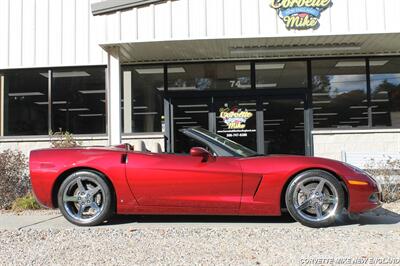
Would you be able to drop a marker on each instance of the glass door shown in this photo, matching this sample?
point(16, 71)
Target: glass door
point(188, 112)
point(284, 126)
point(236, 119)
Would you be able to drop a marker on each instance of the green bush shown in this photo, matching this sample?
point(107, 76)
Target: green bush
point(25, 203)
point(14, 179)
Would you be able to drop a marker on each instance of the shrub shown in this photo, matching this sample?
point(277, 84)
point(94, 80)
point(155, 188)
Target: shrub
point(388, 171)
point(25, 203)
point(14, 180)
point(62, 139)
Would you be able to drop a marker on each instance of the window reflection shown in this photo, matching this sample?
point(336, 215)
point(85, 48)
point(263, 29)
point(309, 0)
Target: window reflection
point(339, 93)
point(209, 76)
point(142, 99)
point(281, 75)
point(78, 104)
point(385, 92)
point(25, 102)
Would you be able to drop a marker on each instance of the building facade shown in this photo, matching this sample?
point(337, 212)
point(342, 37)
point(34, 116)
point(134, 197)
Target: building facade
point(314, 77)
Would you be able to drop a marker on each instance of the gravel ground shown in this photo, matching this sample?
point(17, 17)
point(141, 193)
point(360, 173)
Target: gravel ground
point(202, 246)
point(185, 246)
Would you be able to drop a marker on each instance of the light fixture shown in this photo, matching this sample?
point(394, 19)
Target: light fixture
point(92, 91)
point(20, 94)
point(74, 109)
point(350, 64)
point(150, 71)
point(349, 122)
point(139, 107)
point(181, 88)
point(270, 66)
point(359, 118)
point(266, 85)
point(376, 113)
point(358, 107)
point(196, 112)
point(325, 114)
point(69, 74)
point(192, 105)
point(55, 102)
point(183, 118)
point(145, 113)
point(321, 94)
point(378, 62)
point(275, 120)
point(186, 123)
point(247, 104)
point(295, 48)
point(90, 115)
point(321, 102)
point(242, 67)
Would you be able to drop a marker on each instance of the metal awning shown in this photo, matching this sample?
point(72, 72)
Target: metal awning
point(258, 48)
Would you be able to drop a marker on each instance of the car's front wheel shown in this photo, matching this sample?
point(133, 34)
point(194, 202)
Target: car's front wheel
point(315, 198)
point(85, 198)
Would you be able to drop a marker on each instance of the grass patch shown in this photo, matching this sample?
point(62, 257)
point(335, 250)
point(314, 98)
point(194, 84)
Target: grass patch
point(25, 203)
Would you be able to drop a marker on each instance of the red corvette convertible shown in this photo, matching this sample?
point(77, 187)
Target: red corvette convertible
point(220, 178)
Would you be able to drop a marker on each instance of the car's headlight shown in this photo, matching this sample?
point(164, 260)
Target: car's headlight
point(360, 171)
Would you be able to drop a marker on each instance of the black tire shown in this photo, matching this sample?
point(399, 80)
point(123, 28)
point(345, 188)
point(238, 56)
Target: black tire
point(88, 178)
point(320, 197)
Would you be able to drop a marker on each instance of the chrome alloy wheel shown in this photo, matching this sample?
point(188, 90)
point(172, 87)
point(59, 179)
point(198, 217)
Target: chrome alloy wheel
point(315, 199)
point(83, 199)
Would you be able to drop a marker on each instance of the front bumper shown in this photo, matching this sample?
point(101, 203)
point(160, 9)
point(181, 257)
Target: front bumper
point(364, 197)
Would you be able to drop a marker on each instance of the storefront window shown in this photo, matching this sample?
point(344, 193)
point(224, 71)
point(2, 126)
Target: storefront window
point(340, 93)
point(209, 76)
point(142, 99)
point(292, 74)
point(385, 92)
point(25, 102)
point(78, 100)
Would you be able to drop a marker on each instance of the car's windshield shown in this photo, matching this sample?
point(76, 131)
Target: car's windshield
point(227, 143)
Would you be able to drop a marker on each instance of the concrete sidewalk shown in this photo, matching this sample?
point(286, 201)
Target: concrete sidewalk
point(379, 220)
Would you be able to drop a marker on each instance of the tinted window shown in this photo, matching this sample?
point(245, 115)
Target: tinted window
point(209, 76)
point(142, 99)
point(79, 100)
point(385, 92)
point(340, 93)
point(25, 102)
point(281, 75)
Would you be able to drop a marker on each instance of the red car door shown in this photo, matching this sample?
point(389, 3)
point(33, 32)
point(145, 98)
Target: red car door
★ ★ ★ ★ ★
## CONSEGNA SCRITTA
Riscrivi per intero le righe tra quella che contiene "convertible shown in this photo, matching this sample?" e quella che contiene "point(320, 197)", entrambe incluse. Aumenta di 62 ogni numero delle coordinate date come risposta e lascia invariato tutto il resto.

## SOLUZIONE SVOLTA
Would you be able to drop a marker on each instance of the red corvette convertible shown in this photo, matching this sample?
point(77, 187)
Target: red corvette convertible
point(282, 240)
Would you be able to drop a marker on each instance of the car's headlight shown in this photo, matching this sample?
point(164, 260)
Target: car's headlight
point(422, 233)
Would you be able to drop a marker on each instance of the black tire shown in this photo, matching this sample?
point(399, 80)
point(123, 28)
point(345, 188)
point(238, 56)
Target: black tire
point(150, 240)
point(382, 259)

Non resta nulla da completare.